>> BEGIN Page

Joshua 7:6–7, 10–13, 16–21, 24–26 comment (0)
September 14, 2006
By Jerry W. Batson
Related Scripture: Joshua 7:6–7, 10–13, 16–21, 24–26
Bible Studies for Life
Associate Professor of Divinity, Beeson Divinity School, Samford University
The Agony of Defeat
Joshua 7:6–7, 10–13, 16–21, 24–26
Every Christian knows something about spiritual failures. All of us have experienced some failure in our Christian life. However, failure does not have to be fatal. While spiritual failures may be costly or embarrassing, they do not need to be the last word. Joshua found himself God’s instrument charged with taking the lead in dealing with the spiritual defeat of God’s people. This study is about how a leader dealt with that defeat.
The defeat happened at Ai on the heels of a signal victory at Jericho. Perchance pride and overconfidence prompted the spies to suggest to Joshua that they could capture Ai with only 3,000 men. For sure, they did not factor in God’s wrath over one of their number having disobeyed God in taking for himself some spoils from Jericho. The defeat at Ai came as a disciplining judgment of God upon Achan’s flagrant act of disobedience.

>> END Page
>> BEGIN Supplied data

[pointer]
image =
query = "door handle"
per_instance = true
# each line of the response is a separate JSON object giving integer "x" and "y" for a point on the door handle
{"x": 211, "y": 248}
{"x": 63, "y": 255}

>> END Supplied data

#### Tasks to complete
- A) Retype the Bible study on Joshua 7 in full, with every word and line unchanged.
- B) Echo back the records line for line, with nothing altered or left out.
The Bible study and the records have no connection to each other.

#### Written responses
- A)
Joshua 7:6–7, 10–13, 16–21, 24–26 comment (0)
September 14, 2006
By Jerry W. Batson
Related Scripture: Joshua 7:6–7, 10–13, 16–21, 24–26
Bible Studies for Life
Associate Professor of Divinity, Beeson Divinity School, Samford University
The Agony of Defeat
Joshua 7:6–7, 10–13, 16–21, 24–26
Every Christian knows something about spiritual failures. All of us have experienced some failure in our Christian life. However, failure does not have to be fatal. While spiritual failures may be costly or embarrassing, they do not need to be the last word. Joshua found himself God’s instrument charged with taking the lead in dealing with the spiritual defeat of God’s people. This study is about how a leader dealt with that defeat.
The defeat happened at Ai on the heels of a signal victory at Jericho. Perchance pride and overconfidence prompted the spies to suggest to Joshua that they could capture Ai with only 3,000 men. For sure, they did not factor in God’s wrath over one of their number having disobeyed God in taking for himself some spoils from Jericho. The defeat at Ai came as a disciplining judgment of God upon Achan’s flagrant act of disobedience.

- B)
[pointer]
image =
query = "door handle"
per_instance = true
# each line of the response is a separate JSON object giving integer "x" and "y" for a point on the door handle
{"x": 211, "y": 248}
{"x": 63, "y": 255}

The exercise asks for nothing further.